• **Assignment**
For every line in the records below that holds "graduation", make a copy.

• **Information shown**

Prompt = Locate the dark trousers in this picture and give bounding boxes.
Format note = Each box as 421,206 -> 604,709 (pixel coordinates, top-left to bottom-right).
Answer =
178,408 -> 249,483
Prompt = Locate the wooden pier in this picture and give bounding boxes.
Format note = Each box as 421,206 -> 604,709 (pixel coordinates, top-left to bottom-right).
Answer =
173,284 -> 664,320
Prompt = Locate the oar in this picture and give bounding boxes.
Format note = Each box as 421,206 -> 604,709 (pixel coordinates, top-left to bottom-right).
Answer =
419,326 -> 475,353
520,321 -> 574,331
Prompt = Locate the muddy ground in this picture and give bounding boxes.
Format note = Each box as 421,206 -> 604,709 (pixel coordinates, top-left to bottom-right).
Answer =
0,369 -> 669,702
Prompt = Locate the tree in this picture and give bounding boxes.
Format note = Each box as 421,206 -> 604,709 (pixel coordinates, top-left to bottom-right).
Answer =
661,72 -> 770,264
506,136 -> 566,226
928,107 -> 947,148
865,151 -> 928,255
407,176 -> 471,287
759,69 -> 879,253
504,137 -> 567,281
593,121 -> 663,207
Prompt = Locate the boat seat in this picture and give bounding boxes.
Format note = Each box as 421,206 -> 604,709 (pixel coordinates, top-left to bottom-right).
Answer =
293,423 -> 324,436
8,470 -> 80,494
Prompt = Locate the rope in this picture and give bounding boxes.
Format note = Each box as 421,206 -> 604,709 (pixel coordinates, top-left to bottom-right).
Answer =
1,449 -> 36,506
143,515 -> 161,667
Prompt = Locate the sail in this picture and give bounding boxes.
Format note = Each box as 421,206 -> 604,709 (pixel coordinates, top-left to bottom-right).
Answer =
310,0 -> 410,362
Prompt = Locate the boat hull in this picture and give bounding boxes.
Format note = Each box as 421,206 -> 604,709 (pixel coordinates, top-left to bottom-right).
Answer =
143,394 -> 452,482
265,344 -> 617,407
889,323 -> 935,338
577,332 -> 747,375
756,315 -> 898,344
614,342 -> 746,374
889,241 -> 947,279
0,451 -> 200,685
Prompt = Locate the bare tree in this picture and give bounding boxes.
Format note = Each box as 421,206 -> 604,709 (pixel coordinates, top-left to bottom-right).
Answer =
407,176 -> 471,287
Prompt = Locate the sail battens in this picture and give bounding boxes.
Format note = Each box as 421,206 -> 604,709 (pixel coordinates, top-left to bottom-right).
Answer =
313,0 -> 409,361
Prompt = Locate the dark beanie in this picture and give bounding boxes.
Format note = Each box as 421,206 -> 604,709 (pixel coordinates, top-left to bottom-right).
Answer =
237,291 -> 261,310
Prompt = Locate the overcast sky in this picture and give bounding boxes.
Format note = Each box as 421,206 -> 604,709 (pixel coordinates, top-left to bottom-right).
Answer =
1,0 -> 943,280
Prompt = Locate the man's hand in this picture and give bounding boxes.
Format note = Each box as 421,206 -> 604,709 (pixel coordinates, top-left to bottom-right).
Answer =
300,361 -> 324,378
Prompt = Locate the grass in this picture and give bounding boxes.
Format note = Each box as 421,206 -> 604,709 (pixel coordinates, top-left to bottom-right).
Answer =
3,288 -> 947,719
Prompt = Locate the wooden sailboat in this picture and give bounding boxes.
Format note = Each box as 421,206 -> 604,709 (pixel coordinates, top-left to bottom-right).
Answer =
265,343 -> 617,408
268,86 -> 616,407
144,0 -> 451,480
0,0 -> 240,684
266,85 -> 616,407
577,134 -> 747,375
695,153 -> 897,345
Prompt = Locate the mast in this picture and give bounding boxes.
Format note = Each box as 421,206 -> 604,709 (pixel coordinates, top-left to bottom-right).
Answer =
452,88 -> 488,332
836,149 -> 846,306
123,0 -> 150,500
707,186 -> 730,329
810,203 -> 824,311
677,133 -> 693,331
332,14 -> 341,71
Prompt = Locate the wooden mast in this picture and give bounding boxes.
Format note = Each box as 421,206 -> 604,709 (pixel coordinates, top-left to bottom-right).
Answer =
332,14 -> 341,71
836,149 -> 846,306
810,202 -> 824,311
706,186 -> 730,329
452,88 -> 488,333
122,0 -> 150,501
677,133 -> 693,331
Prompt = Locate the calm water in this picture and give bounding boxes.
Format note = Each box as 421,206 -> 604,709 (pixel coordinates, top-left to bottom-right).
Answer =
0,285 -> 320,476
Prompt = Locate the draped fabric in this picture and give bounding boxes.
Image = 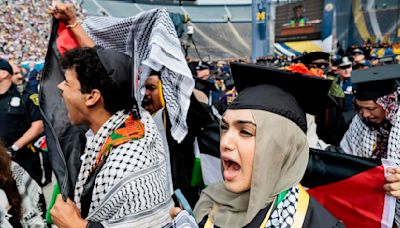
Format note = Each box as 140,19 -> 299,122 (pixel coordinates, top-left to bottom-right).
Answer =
82,8 -> 194,143
340,108 -> 400,226
75,110 -> 174,227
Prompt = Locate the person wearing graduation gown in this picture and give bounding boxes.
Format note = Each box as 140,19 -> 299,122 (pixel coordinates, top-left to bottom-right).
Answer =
340,64 -> 400,227
315,56 -> 356,146
292,52 -> 332,149
189,63 -> 342,228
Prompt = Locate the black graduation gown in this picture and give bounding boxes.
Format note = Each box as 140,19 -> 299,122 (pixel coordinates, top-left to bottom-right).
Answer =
166,95 -> 219,207
198,196 -> 343,228
315,95 -> 355,146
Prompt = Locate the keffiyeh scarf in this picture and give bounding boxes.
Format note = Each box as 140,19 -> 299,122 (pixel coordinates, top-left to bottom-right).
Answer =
340,89 -> 400,226
11,162 -> 46,228
376,90 -> 400,125
82,8 -> 194,143
265,185 -> 299,228
74,110 -> 173,227
0,199 -> 12,228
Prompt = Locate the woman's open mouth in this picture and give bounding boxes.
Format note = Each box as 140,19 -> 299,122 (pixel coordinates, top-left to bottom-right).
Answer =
223,158 -> 240,181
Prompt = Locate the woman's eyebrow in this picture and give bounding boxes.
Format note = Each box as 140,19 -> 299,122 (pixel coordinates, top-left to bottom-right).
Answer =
236,120 -> 256,127
222,117 -> 256,126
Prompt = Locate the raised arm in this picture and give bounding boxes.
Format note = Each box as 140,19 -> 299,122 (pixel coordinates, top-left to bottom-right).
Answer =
49,3 -> 95,48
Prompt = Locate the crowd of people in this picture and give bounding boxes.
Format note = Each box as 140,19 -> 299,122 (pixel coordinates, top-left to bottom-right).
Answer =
2,1 -> 400,228
0,0 -> 84,63
0,0 -> 51,62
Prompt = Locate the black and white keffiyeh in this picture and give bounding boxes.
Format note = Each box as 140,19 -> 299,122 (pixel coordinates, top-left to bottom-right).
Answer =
266,185 -> 298,228
11,162 -> 46,228
74,110 -> 174,227
0,202 -> 12,228
340,110 -> 400,166
340,110 -> 400,226
82,8 -> 194,143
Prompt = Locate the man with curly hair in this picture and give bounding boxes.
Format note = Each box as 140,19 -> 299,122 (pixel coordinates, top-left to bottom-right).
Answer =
50,47 -> 173,228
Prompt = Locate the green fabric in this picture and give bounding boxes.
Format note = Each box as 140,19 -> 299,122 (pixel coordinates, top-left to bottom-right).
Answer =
327,75 -> 345,98
276,189 -> 289,207
110,132 -> 123,140
191,157 -> 204,187
45,182 -> 61,224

• **Solution to the exercise**
Prompt = Locate the person wearing graduation gown in this picture and give bounding boxes.
Prompt = Locate the black graduation gown in this picture and give bounding boxes.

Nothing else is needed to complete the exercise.